» **EXERCISE REQUIREMENTS**: The answer should match the entries that follow exactly, except that no image appears in it.

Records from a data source

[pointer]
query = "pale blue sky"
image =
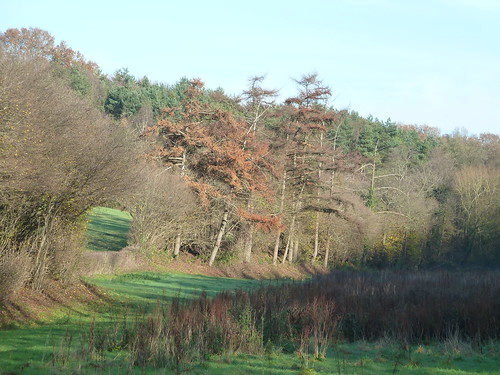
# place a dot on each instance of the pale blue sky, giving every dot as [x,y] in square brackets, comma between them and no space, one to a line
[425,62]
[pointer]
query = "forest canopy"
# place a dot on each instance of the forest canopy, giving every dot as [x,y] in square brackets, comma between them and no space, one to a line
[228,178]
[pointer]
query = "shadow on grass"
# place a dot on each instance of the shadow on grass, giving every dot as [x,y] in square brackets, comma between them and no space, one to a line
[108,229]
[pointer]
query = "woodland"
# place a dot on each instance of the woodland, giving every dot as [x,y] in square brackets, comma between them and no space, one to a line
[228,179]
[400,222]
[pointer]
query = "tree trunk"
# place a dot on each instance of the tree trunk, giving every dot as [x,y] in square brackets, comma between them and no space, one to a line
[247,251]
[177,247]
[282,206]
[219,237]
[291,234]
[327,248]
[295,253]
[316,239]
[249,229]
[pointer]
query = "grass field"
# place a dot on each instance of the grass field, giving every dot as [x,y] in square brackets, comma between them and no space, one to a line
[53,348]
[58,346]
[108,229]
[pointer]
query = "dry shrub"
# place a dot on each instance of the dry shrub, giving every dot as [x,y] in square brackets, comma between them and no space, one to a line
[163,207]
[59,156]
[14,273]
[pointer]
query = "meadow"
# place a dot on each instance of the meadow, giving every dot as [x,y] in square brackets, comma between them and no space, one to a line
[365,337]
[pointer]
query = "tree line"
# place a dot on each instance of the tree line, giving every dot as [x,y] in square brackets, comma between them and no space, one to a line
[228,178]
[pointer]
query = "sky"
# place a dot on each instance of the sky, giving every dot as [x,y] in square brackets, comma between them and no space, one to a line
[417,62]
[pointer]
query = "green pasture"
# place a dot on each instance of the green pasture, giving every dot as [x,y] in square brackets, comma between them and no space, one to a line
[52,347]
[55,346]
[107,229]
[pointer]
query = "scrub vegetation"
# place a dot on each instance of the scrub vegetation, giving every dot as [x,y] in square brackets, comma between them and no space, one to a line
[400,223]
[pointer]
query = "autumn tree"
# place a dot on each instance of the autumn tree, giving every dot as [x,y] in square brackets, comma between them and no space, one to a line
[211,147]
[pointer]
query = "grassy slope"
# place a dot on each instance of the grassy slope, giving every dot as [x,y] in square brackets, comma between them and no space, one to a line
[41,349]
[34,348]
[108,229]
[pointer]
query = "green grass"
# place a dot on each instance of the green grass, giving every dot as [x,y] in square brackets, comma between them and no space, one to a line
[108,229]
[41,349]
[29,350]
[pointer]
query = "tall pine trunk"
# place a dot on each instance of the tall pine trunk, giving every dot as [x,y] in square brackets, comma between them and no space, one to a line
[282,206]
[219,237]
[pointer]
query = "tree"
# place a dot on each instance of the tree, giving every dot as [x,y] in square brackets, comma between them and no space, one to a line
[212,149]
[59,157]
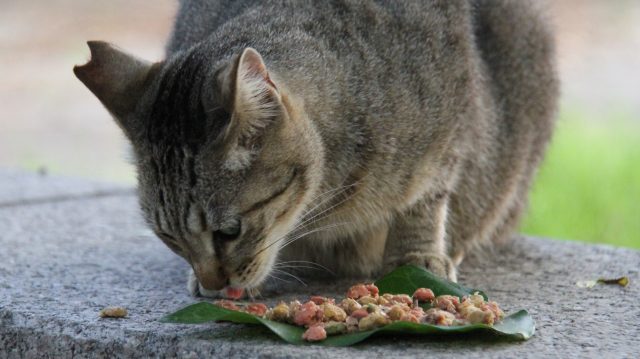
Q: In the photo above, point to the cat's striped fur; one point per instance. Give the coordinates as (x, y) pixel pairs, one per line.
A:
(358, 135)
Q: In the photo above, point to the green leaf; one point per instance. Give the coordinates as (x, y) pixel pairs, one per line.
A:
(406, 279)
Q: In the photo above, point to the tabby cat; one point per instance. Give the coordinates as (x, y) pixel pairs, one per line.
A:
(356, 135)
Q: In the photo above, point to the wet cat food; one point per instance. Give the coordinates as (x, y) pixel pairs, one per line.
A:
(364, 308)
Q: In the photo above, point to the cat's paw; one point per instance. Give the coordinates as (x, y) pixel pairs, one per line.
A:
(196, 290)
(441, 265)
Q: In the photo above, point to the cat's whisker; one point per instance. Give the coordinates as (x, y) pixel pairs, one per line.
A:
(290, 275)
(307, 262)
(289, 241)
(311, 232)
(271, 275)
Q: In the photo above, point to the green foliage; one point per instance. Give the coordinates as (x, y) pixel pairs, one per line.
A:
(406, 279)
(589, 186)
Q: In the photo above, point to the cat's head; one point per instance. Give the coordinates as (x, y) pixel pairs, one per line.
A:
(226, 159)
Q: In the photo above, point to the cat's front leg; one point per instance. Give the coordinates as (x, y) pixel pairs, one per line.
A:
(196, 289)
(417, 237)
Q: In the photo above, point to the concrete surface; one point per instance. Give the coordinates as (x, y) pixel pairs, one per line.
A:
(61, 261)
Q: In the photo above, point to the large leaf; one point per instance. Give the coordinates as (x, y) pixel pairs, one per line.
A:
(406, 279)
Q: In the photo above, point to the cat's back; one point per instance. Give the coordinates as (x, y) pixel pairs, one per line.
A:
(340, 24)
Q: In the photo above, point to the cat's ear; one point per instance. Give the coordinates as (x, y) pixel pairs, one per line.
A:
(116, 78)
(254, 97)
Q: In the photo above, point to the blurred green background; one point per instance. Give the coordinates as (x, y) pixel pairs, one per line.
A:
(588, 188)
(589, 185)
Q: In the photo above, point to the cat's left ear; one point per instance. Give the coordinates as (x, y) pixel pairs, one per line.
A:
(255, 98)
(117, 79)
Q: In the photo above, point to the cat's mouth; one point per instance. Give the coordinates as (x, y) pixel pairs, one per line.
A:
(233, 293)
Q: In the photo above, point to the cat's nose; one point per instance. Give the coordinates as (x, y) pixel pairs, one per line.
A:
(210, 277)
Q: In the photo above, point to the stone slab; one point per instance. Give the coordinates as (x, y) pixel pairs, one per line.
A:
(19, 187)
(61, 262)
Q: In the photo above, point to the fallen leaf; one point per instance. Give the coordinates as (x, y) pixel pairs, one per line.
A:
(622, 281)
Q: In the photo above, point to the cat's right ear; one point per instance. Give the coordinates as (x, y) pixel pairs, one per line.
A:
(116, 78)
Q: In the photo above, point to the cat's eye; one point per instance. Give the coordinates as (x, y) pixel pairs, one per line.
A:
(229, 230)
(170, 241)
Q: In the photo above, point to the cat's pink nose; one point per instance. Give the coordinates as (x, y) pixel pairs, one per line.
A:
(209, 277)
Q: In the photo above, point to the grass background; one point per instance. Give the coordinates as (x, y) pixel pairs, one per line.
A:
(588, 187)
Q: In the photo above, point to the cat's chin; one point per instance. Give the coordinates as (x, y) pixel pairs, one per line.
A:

» **COMPLETED EXERCISE**:
[pointer]
query = "pale blue sky"
image =
# place a dot on each instance of the pale blue sky, giving every dot as [x,y] in square brackets, comma between them and no space, one to a line
[425,62]
[pointer]
query = "forest canopy"
# place a dot on each instance of the forest canopy, giving every dot as [x,y] in square brackets, comma between them and no space, one to a line
[228,178]
[pointer]
query = "shadow on grass"
# place a dot on each instance of the shadow on grass, giving every dot as [x,y] in square brackets, comma between them and no space, one to a line
[108,229]
[pointer]
query = "woodland"
# place a dot on each instance of the woodland, giving every dot as [x,y] in square brackets, comma between them and no space, one to a line
[228,179]
[400,222]
[pointer]
query = "tree trunk"
# place a dot on each instance of the tree trunk, giving every dot as [x,y] in square brackets, comma between them and no space, one to a line
[247,251]
[177,247]
[282,206]
[219,237]
[291,234]
[327,248]
[295,253]
[316,239]
[249,229]
[pointer]
query = "grass field"
# place a dot on each instance of the grass field, giving every dot as [x,y] in square brackets, comma between them and no space, one to a line
[53,348]
[58,346]
[108,229]
[pointer]
query = "dry shrub"
# place a dot on each instance of the dry shrub, giving every dot as [x,y] in square brackets, comma between them and no space, one to a line
[163,207]
[59,156]
[14,273]
[pointer]
query = "meadow"
# place a dot on each instance of the meadow, giving every dot as [x,y] in square brackets, comma between them and no space, one to a line
[365,337]
[pointer]
query = "tree line"
# place a dot on each instance of the tree line, giving every dot as [x,y] in square brackets, comma between them and no space, one to a line
[228,178]
[pointer]
query = "sky"
# place a dot on each instance of the sky, giving every dot as [x,y] in square brackets, comma between them and no space, one to a line
[417,62]
[pointer]
query = "green pasture"
# place a dot on each instance of the green pasture, giving every dot as [x,y] in square brackets, comma between them and no space, one to a line
[52,347]
[55,346]
[107,229]
[pointer]
query = "scrub vegetation"
# place a dot on each instance of the scrub vegetation, giving every dot as [x,y] in square brackets, comma between them and no space, one to a line
[400,223]
[pointer]
query = "autumn tree"
# place a dot on each instance of the autumn tree, giving every dot as [x,y] in square brackets, comma between them and no space, one to a line
[211,147]
[pointer]
query = "grassy slope"
# place a dot on each instance of the grassy slope, giving every dot as [x,y] in square brackets, comma between them and no space, one to a line
[41,349]
[34,348]
[108,229]
[pointer]
query = "green grass"
# place a dot on each instance of the green grass, giving every dot as [x,y] in square brackets, comma between them and no space, one to a line
[108,229]
[41,349]
[29,350]
[pointer]
query = "tall pine trunk"
# place a dot on each instance of the tall pine trunk, giving every dot as [x,y] in square brackets, comma between them and no space, one to a line
[282,206]
[219,237]
[pointer]
query = "tree"
# place a dot on each instance of the tree, giving every dot as [x,y] in square brackets, comma between them and no space, one to a line
[212,149]
[59,157]
Q: In the photo above, point to the cat's striped fur; one point per instance. Give the coordinates as (x, y) pixel pairs, one per line.
A:
(358, 135)
Q: In the photo above, point to the green leaf; one point per instance. Give the coordinates as (x, y) pixel pairs, one per line.
A:
(406, 279)
Q: In the photo above, point to the tabby cat; one point per instance. Give the coordinates as (x, y) pixel pairs, one per line.
A:
(356, 135)
Q: In the photo above, point to the wet cat food; one point per instance. Give the coordinates as (x, y) pixel pairs, one per line.
A:
(364, 308)
Q: In the photo above, point to the cat's paw; one point per instance. Give the coordinates as (x, y) pixel pairs, one per line.
A:
(196, 290)
(441, 265)
Q: In the photo above, point to the cat's whisker; one point per instance. Give the coordinates as (x, y) pixel pairs, one per line.
A:
(290, 275)
(307, 262)
(289, 241)
(311, 232)
(271, 275)
Q: In the photo above, point to the green foliage; one point per instance. Give the coordinates as (x, y) pixel pairs, one per line.
A:
(406, 279)
(589, 186)
Q: In the photo above, point to the cat's head; one point per instance. Give the coordinates as (x, y) pixel pairs, one per line.
A:
(226, 159)
Q: In the photo above, point to the cat's front leg; one point per instance. Give the coordinates as (x, y) pixel pairs, one per line.
A:
(196, 289)
(417, 237)
Q: In the photo above, point to the concrete surface; one point per instance. Give the coordinates as (x, y) pixel pairs, one per line.
A:
(61, 261)
Q: In the photo above, point to the large leaf; one point per instance. Give the coordinates as (x, y) pixel pairs, one per line.
A:
(406, 279)
Q: In the photo above, point to the cat's back; one point per instance. Give the coordinates as (x, y) pixel pairs, one per line.
A:
(340, 24)
Q: In the photo above, point to the cat's ear; one point per instance. Give the coordinates as (x, y) pixel pairs, one per line.
A:
(116, 78)
(254, 97)
Q: In the photo above, point to the blurred green background; one point per instance. Give the coordinates as (x, y) pixel pairs, one per line.
A:
(588, 188)
(589, 185)
Q: In the photo above, point to the cat's left ear; one point per instance. Give the coordinates as (x, y) pixel pairs, one per line.
A:
(255, 98)
(117, 79)
Q: In the photo above, point to the cat's mouth; one point per instance. Give the coordinates as (x, y) pixel pairs, one per line.
A:
(233, 293)
Q: In the photo above, point to the cat's nose; one point per instance. Give the coordinates as (x, y) pixel pairs, one per line.
A:
(210, 277)
Q: In the photo above, point to the stone slab; one point per instance. Give the coordinates as (x, y) pixel pairs, one per line.
A:
(19, 187)
(61, 262)
Q: In the photo above, point to the fallen leaf; one point per instance. Give the coordinates as (x, y) pixel pairs, one per line.
A:
(622, 281)
Q: In the photo above, point to the cat's right ear; one point per instance. Give the coordinates as (x, y) pixel pairs, one per line.
A:
(116, 78)
Q: In the photo above, point to the cat's eye; one point per instance. Give the coordinates as (x, y) pixel pairs, one per line.
A:
(229, 230)
(170, 241)
Q: In the photo above, point to the cat's pink nose; one point per instance. Give the coordinates as (x, y) pixel pairs, one per line.
A:
(209, 277)
Q: In the photo above, point to the grass background; one point per instance. Give the coordinates as (x, y) pixel pairs, one per line.
A:
(588, 187)
Q: In the photo above, point to the cat's chin; one point per instance. Give the coordinates as (x, y) pixel pairs, one per line.
A:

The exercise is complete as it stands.